Could you copy exactly the lines below, beginning at the line with "One point marks each instance of the large" and stopping after the line with "One point marks each instance of the brick", with no pictures?

**THE INPUT**
_____

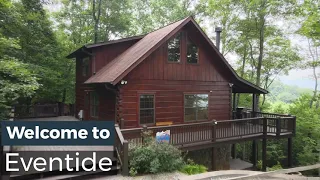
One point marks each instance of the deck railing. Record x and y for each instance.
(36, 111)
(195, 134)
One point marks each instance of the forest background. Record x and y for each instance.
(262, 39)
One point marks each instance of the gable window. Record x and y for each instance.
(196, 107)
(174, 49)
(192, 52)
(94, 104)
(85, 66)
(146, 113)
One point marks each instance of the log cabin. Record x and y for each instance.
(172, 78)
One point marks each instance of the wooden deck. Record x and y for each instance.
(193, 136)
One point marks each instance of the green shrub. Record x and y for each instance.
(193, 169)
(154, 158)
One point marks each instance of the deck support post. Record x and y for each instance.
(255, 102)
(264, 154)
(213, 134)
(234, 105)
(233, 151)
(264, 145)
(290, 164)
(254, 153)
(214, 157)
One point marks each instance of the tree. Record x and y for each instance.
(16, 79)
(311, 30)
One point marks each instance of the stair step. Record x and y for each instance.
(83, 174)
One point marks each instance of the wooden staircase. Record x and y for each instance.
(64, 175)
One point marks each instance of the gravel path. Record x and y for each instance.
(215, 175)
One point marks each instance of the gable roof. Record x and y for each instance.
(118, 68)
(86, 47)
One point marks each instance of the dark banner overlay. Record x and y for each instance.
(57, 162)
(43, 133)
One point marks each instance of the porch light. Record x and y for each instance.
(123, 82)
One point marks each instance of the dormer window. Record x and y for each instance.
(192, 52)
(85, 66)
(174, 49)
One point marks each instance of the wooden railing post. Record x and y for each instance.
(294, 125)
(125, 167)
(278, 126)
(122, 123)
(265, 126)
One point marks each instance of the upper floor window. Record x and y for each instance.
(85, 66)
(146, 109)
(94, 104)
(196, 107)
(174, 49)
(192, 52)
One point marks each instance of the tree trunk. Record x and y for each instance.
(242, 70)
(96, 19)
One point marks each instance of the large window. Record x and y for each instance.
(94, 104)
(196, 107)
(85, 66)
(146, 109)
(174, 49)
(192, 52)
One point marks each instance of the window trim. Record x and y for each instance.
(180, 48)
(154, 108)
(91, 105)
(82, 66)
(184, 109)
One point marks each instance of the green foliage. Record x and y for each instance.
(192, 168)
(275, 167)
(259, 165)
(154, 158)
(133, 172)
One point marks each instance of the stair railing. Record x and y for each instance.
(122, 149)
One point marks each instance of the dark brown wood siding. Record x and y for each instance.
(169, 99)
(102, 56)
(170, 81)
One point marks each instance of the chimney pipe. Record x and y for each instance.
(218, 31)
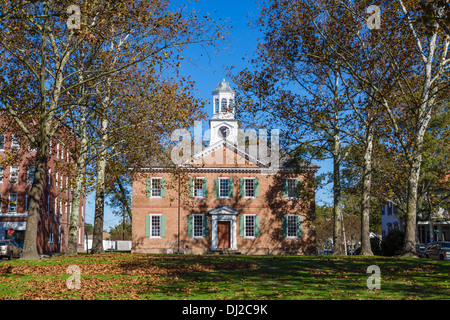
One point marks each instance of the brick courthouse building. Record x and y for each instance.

_____

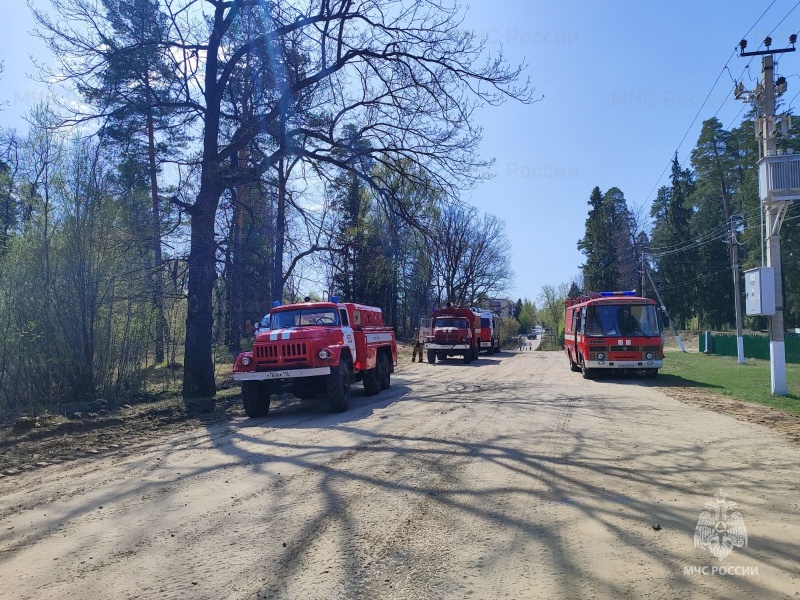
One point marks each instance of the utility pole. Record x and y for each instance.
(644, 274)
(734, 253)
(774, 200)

_____

**YOUR RESPONSE**
One point marks each instance of the large window. Record x and y for each instance.
(94, 104)
(196, 107)
(85, 66)
(146, 109)
(174, 49)
(192, 52)
One point marks each instance of the window trim. Record x and y for each instance.
(180, 48)
(154, 108)
(91, 105)
(82, 66)
(184, 109)
One point marks each instance of the green foliage. Record x and y for each instance.
(192, 168)
(275, 167)
(259, 165)
(154, 158)
(133, 172)
One point marks each instance of the stair railing. Record x and y for each instance.
(122, 149)
One point marks each instance of the dark brown wood siding. Record x and y for each instance.
(169, 99)
(102, 56)
(170, 81)
One point marks each instance of the chimney pipe. Record x and y for each instance.
(218, 31)
One point marks each instance of the brick courthouse building. Record x and y for each instance.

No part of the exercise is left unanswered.